— Start of Materials provided —

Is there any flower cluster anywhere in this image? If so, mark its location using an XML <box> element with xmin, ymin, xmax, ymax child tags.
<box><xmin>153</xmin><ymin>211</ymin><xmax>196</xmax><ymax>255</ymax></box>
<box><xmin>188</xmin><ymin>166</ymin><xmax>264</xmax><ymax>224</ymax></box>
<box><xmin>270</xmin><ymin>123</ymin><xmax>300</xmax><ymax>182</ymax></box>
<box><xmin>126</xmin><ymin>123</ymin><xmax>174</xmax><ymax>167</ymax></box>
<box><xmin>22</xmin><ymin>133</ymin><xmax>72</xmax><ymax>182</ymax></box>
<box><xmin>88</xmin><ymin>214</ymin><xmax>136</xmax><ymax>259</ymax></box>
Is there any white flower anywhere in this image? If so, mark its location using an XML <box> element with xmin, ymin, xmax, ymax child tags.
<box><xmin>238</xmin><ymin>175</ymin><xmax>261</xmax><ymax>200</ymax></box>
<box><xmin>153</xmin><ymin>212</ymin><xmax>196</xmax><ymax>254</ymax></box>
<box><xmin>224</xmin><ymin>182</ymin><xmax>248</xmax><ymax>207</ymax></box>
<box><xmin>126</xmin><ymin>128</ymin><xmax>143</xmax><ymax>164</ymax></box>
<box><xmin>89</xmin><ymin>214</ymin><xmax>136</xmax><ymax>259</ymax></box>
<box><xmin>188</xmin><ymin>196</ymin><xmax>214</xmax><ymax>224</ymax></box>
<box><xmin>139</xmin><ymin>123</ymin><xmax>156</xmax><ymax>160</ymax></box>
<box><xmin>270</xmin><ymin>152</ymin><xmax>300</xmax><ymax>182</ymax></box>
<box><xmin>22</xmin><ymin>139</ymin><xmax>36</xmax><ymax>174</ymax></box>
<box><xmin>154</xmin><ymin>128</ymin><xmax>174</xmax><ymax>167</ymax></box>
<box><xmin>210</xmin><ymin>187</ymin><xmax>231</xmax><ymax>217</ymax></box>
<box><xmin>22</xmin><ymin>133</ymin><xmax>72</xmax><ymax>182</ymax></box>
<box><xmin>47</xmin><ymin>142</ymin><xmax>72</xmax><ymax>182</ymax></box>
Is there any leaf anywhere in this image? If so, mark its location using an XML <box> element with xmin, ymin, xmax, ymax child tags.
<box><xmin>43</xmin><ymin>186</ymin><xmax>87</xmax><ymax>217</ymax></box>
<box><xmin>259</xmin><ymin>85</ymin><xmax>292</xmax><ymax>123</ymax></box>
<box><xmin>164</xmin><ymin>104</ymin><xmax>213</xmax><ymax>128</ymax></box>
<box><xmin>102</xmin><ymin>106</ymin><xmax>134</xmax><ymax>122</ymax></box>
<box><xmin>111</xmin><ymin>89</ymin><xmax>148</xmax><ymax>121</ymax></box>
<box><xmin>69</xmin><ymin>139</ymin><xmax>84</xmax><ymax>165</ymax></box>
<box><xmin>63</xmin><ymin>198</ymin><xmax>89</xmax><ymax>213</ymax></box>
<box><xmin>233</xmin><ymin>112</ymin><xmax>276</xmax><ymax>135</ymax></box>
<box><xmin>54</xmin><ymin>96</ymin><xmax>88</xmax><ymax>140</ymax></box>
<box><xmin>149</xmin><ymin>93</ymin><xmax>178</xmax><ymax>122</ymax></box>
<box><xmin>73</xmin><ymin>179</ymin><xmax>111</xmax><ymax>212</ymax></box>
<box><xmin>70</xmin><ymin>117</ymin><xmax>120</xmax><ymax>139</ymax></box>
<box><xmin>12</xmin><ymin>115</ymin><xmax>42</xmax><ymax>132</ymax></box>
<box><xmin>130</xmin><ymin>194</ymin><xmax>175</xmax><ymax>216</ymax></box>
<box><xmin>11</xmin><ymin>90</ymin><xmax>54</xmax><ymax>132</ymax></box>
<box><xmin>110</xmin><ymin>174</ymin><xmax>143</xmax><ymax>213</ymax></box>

— End of Materials provided —

:: Short problem ::
How many lines in the entries above contain the string "mark" with the same case? Reply with the number alone.

:: Result of this task ::
3